[WHAT THIS TASK INVOLVES]:
Express each line of the rows below as a row of a Markdown table with the columns "Number" and "Text," skipping blank lines and leaving out the pictures.

--- Begin DATASET CONTENT ---

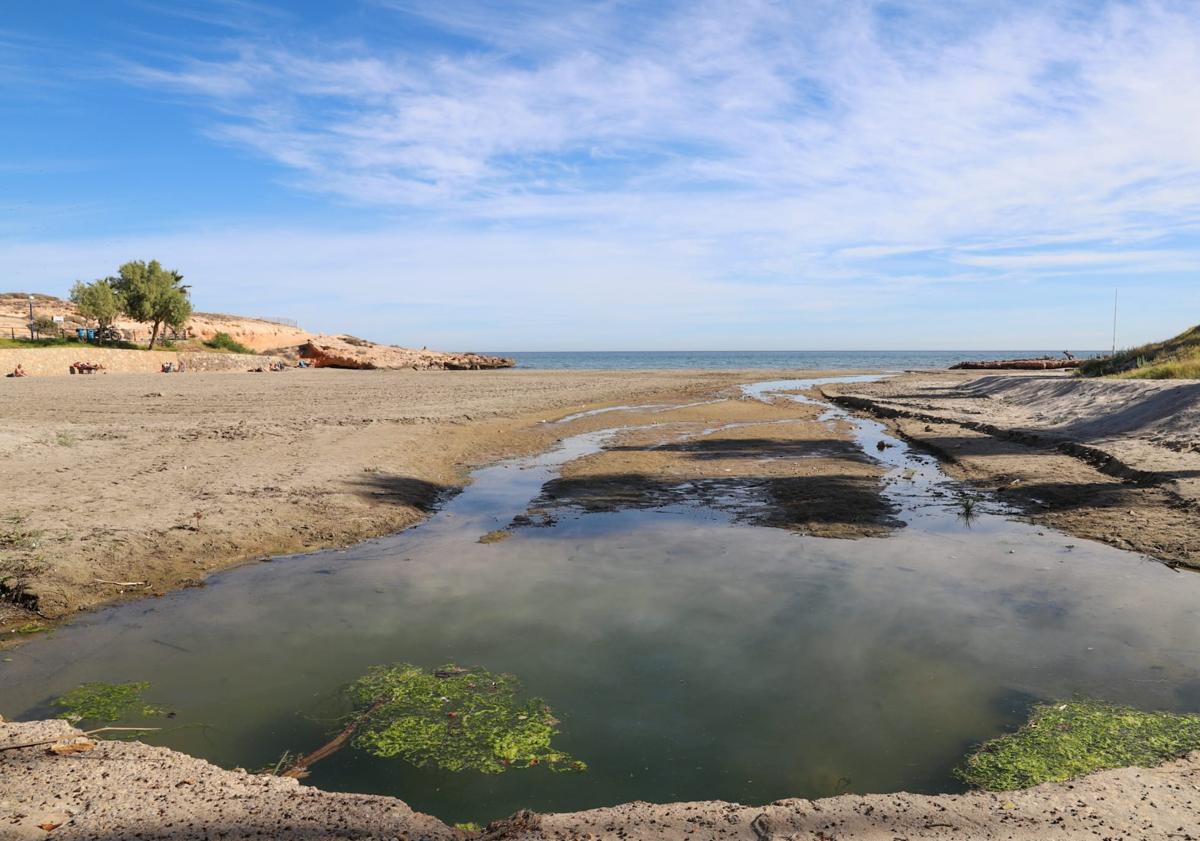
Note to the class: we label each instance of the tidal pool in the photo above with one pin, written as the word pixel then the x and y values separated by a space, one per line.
pixel 688 656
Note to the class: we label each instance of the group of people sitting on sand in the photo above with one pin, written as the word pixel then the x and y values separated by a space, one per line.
pixel 85 367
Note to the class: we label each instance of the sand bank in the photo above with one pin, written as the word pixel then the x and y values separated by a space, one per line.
pixel 136 485
pixel 124 790
pixel 1116 461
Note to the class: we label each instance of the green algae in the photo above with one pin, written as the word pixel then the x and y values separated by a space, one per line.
pixel 455 719
pixel 1067 740
pixel 105 702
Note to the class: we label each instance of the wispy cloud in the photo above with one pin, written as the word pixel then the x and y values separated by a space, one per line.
pixel 815 127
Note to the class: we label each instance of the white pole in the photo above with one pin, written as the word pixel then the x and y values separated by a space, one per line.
pixel 1114 322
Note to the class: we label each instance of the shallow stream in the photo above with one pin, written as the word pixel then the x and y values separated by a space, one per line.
pixel 688 656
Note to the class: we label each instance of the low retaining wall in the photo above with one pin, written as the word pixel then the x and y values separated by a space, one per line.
pixel 57 361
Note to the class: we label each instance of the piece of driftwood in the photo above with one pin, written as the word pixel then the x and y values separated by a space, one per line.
pixel 300 767
pixel 57 739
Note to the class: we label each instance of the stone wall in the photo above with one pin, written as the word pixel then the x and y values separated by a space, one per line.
pixel 57 361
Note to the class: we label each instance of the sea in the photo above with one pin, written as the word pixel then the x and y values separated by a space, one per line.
pixel 822 360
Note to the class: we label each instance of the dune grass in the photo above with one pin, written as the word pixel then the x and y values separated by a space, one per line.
pixel 1177 358
pixel 1067 740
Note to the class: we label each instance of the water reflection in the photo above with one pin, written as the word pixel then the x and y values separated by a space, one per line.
pixel 689 656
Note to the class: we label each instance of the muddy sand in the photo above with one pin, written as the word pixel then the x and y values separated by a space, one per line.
pixel 162 480
pixel 1115 461
pixel 136 485
pixel 129 790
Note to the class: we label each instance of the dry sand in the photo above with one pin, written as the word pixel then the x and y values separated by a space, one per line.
pixel 162 479
pixel 108 475
pixel 130 790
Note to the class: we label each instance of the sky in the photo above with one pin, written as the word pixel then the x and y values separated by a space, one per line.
pixel 490 175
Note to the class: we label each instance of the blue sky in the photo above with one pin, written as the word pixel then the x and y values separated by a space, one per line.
pixel 619 175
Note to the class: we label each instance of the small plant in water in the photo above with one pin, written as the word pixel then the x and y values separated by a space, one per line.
pixel 1066 740
pixel 967 506
pixel 105 702
pixel 451 718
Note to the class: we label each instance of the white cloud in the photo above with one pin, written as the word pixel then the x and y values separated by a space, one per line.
pixel 601 173
pixel 813 127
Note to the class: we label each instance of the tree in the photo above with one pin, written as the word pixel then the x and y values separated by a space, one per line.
pixel 154 295
pixel 99 301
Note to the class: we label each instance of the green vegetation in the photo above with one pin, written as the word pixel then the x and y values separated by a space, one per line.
pixel 455 719
pixel 967 505
pixel 223 341
pixel 153 294
pixel 99 301
pixel 1066 740
pixel 451 718
pixel 105 702
pixel 30 628
pixel 1177 358
pixel 59 342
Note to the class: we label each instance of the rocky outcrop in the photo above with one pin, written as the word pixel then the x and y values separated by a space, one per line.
pixel 349 352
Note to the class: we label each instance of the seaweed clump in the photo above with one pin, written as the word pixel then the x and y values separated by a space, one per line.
pixel 105 702
pixel 1067 740
pixel 456 719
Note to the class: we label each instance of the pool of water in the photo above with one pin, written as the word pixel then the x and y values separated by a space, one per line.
pixel 688 656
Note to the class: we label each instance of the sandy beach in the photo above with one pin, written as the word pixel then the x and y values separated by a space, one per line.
pixel 137 485
pixel 127 486
pixel 130 486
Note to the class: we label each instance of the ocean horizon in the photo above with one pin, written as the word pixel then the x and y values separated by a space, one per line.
pixel 822 360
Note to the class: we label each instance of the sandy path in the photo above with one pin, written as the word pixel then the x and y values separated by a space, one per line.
pixel 125 790
pixel 162 479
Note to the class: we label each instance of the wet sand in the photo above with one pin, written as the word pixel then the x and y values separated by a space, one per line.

--- End DATASET CONTENT ---

[WRITTEN ANSWER]:
| Number | Text |
|---|---|
| 1 | Note to the class: we label each instance of the tidal pool in the photo above with one pin, written as the word pixel then the x and y values separated by a space, one per line. |
| 2 | pixel 688 656 |
| 3 | Note to the class: we label each instance of the group of people sitting on sand in the photo above with one pin, written as the word pixel then the x and y values separated by a space, one per line. |
| 4 | pixel 85 367 |
| 5 | Note to the class: we label each instance of the sand bank in the photo above with one pin, written as the word pixel then the x and y values separated by a space, one per line. |
| 6 | pixel 136 485 |
| 7 | pixel 124 790 |
| 8 | pixel 1116 461 |
| 9 | Note to the class: we label each instance of the green algae in the photo above with one pin, written as the word pixel then the x and y values separated by a space, one per line. |
| 10 | pixel 455 719 |
| 11 | pixel 1067 740 |
| 12 | pixel 105 702 |
| 13 | Note to the class: we label each instance of the wispy cloud in the photo above with one pin, written as the word pixel then the x and y values separated by a space, one per line. |
| 14 | pixel 815 127 |
| 15 | Note to the class: we label each instance of the white pole in the photo above with one pin, written as the word pixel then the x and y values separated by a space, one per line. |
| 16 | pixel 1114 322 |
| 17 | Note to the class: we label each instance of the shallow stream in the photo above with one pin, written as the word pixel then the x and y values separated by a space, one per line. |
| 18 | pixel 688 656 |
| 19 | Note to the class: we label each instance of the low retaining wall in the photo above with one pin, written as the word pixel then the x and y values separated by a space, one per line. |
| 20 | pixel 57 361 |
| 21 | Note to the class: we label each instance of the piece of driftwood in the photo above with one pin, written as the word pixel then the x and y values separated by a space, one per line. |
| 22 | pixel 300 767 |
| 23 | pixel 57 739 |
| 24 | Note to the class: we label each instance of the stone wall in the photo above with one pin, written as the word pixel then the x and y values separated by a space, one per line. |
| 25 | pixel 57 361 |
| 26 | Note to the class: we label each instance of the sea in the photo above with one pin, written as the word pixel then the x and y values separated by a space, one per line. |
| 27 | pixel 822 360 |
| 28 | Note to the class: we label each instance of the dune grass in the photo above with one pin, written as the word pixel then the x and y values separated by a space, one per line. |
| 29 | pixel 1177 358 |
| 30 | pixel 1067 740 |
| 31 | Note to the class: we label each instance of the water reflection in the photo above with one pin, written as the word pixel then the x and y values separated by a space, one per line. |
| 32 | pixel 689 656 |
| 33 | Note to the class: we label each instance of the muddy sand in the photo above with one pin, written as the word pixel then the x and y values separated by a space, one per line. |
| 34 | pixel 162 480 |
| 35 | pixel 1115 461 |
| 36 | pixel 136 485 |
| 37 | pixel 129 790 |
| 38 | Note to the class: we label each instance of the dry sand in the photo above with one pin, written as the word pixel then the x and y values separated by a space, one per line. |
| 39 | pixel 162 479 |
| 40 | pixel 108 475 |
| 41 | pixel 130 790 |
| 42 | Note to the class: we label each instance of the sky in the photo above with one pin, written as the word pixel then the x and y values separated by a space, one per line. |
| 43 | pixel 490 175 |
| 44 | Note to the class: we label each instance of the blue sky in the photo above with one pin, written as the word pixel then the x and y values separated by a space, one per line. |
| 45 | pixel 619 175 |
| 46 | Note to the class: we label each instance of the small plant in water in the photo above with one pin, written as the word pixel then the x and y values separated by a space, one per line. |
| 47 | pixel 1066 740 |
| 48 | pixel 967 506 |
| 49 | pixel 105 702 |
| 50 | pixel 451 718 |
| 51 | Note to the class: we label each instance of the white cloud in the photo above with one pin, written as the word pixel then the x and y values separated by a space, one per line. |
| 52 | pixel 601 173 |
| 53 | pixel 813 127 |
| 54 | Note to the class: we label each instance of the tree in the photo above with one pin, written as the word pixel then the x and y values separated by a space, one per line. |
| 55 | pixel 154 295 |
| 56 | pixel 99 301 |
| 57 | Note to the class: we label each instance of the green vegetation in the photo above with one pin, written as the word pixel then the x and y values separated by a space, one per line. |
| 58 | pixel 455 719 |
| 59 | pixel 967 505 |
| 60 | pixel 223 341 |
| 61 | pixel 153 294 |
| 62 | pixel 99 301 |
| 63 | pixel 1066 740 |
| 64 | pixel 451 718 |
| 65 | pixel 105 702 |
| 66 | pixel 30 628 |
| 67 | pixel 1177 358 |
| 68 | pixel 59 342 |
| 69 | Note to the class: we label each instance of the rocky outcrop in the photo above with one pin, written as the word pixel then the x and y values separated by a space, one per line. |
| 70 | pixel 349 352 |
| 71 | Note to the class: we label each instance of the seaweed clump in the photo above with one pin, written as the word pixel then the x and y values separated by a space, one per line. |
| 72 | pixel 105 702 |
| 73 | pixel 1067 740 |
| 74 | pixel 456 719 |
| 75 | Note to the class: we label each instance of the pool of water in the photo above with one pin, written as the word pixel then the x and y values separated by a space, one per line. |
| 76 | pixel 688 656 |
| 77 | Note to the class: we label each instance of the sandy beach in the photo above with one pin, written as the word pixel then the x and y values separated by a space, one per line. |
| 78 | pixel 137 485 |
| 79 | pixel 127 486 |
| 80 | pixel 130 486 |
| 81 | Note to the class: we label each instance of the ocean horizon in the photo above with one pin, written as the word pixel then the x and y values separated by a space, one per line. |
| 82 | pixel 822 360 |
| 83 | Note to the class: we label each instance of the sandy path in the photo above with one pin, written as the word pixel then the x and y values separated by a space, one per line. |
| 84 | pixel 125 790 |
| 85 | pixel 162 479 |
| 86 | Note to the class: we label each instance of the wet sand in the photo above with one pin, written as the word pixel then the x and y values separated by a space, one per line. |